Very Social Security, Number.

First, to Kayla.  I am still loving the cd you bought me over a year ago.  The Spill Canvas is fantastic, enjoyiing “All Hail the Heartbreaker” right now.  Wonderful lyrics, great beats and just the right amount of electric guitar.

Ok, now for the point of this post.

We are always told, especially when we are younger (high school aged) the importance of keeping our social security number secret, private and safe.   What they don’t tell you is that on every application for loans, university, credit cards… leases… they all ask for your social security number.

How are you supposed to keep this number secret when it seems every organization that gets a chance to sink their teeth into your finances will require your social security number before they allow you to give them all the money you’ve got?

Here’s an idea; why not give out someone else’s social security number to these companies, leasing agencies, credit card institutions, etc?  Then if you don’t make a payment, no swear off your back.  In fact, you can just disappear and they will never be able to track it back to you.  Sounds like a great idea to me!

Except when they use my social security number.  Turns out there have been a few people using my social security number to open up credit card accounts.  At Bank of America, there are at least two guys using my number, or one guy with two “names”.  One of these aliases lives in Baltimore Maryland and the other in Seattle Washington.  Two place I have never been, always wanted to visit Seattle though…

I asked the bank what I should do and the extremely nice bank representative told me that she really didn’t know what to do but to check the Social Security Office’s website.  According to them I have quite a few numbers to call.

- Records supplied -
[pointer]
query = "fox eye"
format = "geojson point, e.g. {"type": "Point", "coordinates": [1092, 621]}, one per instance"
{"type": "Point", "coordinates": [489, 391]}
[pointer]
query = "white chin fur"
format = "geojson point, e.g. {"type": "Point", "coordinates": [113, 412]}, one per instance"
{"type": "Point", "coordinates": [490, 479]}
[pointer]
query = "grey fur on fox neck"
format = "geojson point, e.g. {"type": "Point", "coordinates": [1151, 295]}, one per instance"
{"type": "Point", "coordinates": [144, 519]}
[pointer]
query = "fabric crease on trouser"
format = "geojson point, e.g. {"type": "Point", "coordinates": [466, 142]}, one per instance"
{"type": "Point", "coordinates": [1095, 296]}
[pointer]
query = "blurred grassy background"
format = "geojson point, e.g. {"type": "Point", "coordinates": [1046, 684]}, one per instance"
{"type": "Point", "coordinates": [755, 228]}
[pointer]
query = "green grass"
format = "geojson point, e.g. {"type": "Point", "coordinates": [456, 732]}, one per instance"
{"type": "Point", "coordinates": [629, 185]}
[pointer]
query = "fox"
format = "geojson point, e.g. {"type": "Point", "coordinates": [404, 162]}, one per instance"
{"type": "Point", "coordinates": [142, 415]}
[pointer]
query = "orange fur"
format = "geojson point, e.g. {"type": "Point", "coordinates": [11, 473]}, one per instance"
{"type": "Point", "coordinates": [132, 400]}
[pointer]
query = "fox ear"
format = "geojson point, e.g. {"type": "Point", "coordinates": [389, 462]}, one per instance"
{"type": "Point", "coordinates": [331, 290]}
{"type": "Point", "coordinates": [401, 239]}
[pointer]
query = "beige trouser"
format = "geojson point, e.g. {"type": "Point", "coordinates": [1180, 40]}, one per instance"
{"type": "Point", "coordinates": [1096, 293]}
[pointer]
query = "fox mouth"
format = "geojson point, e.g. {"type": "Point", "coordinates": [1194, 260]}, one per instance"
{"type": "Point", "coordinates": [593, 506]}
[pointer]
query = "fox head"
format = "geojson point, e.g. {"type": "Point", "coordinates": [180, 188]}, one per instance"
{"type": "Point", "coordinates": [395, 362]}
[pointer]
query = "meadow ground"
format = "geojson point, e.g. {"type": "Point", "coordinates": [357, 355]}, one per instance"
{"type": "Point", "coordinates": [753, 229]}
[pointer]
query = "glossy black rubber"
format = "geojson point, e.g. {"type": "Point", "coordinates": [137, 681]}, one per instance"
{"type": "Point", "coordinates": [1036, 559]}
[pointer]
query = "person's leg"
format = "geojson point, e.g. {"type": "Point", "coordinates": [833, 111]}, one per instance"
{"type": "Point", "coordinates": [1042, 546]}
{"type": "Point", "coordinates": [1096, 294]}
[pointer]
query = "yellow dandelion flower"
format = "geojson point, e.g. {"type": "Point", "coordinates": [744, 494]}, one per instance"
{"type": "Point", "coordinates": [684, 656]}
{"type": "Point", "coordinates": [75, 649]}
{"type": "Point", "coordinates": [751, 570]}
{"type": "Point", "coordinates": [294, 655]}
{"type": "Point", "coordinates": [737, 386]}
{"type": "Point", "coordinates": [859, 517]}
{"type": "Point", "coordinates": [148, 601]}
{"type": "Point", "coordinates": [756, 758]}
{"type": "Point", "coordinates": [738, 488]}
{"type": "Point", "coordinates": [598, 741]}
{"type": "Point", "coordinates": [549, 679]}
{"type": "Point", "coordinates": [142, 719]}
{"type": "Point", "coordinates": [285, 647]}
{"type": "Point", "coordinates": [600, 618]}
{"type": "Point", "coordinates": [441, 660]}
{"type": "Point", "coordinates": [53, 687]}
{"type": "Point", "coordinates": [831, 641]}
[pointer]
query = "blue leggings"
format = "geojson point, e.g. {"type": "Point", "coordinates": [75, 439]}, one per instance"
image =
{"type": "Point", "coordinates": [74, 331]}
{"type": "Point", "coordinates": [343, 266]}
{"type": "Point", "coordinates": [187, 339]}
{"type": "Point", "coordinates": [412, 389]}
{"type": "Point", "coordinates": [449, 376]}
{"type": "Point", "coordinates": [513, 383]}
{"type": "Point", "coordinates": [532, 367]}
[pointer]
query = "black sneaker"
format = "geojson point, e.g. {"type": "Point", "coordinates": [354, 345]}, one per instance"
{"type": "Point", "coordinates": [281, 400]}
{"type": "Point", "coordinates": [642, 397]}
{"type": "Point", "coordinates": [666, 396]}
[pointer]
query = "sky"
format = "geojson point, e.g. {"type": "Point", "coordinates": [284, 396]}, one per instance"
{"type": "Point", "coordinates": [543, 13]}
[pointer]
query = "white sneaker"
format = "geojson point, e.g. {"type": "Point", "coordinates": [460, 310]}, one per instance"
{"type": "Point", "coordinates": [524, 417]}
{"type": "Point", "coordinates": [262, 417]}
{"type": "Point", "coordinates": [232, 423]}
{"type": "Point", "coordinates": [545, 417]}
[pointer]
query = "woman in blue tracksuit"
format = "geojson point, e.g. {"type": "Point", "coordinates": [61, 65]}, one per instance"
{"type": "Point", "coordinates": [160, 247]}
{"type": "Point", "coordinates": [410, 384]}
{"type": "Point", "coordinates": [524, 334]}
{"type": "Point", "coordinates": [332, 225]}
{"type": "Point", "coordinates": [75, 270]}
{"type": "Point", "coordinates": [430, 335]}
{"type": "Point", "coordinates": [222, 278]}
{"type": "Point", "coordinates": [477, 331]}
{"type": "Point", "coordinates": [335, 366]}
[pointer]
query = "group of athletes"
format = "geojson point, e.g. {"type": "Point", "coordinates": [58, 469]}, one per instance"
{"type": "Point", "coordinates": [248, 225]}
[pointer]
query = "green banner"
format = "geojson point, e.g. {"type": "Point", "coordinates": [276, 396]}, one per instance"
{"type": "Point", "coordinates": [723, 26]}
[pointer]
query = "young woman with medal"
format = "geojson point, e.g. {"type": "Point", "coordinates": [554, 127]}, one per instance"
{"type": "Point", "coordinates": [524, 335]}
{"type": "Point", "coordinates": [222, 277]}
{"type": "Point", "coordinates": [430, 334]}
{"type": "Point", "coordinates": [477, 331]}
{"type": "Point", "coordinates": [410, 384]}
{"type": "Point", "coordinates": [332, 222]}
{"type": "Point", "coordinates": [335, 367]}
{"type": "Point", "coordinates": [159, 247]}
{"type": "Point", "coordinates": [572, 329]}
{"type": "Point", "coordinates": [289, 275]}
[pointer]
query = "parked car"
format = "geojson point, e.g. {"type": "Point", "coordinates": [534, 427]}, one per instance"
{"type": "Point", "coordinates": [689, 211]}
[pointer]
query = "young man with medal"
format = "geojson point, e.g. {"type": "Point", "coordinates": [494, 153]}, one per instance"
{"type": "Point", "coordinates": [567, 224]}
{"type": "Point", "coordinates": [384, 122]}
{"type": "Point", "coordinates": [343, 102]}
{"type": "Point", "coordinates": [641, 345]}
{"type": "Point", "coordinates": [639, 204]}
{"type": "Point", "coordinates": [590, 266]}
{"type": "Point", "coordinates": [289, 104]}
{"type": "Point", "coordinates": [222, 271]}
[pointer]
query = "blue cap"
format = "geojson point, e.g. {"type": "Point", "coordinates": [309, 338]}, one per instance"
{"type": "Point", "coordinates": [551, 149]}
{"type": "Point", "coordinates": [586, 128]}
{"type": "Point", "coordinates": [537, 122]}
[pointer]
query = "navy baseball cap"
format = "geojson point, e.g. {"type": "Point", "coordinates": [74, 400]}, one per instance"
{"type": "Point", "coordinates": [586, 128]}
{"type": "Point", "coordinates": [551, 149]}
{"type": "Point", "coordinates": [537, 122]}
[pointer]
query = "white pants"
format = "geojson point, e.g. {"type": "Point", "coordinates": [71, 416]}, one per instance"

- What the exercise asks -
Please continue the post about social security numbers from its last sentence. The lines have nothing to do with the post about social security numbers.

- Written answer -
1.  Local Police, file a report and make copies.
2.  Federal Trade Commission, report the SS# stolen
3.  The three major credit companies (Equifax, etc)
4.  My credit card companies (Target, BoA, Express…)

Then I might have to get all of my bank info and credit cards and school and work and tax information switched over to a new SS#.  Considering that this isn’t the first time that my accounts have been compromised, and that this number is already  being used by at least two aliases, a change in number would be highly adviseable (as per my talk with the bank).  However, here are the problems with that as per the Social Security Office.

Only as a last resort should you consider changing your Social Security number. Changing your number may adversely impact your ability to interact with federal and state agencies, employers and others. This is because your financial, medical, employment and other records will be under your former Social Security number. If you have done all you can and someone still is using your number, we may assign you a new number. We cannot guarantee that a new number will solve your problem.

As Jim would, and has put it many times before, I “really have the luck”.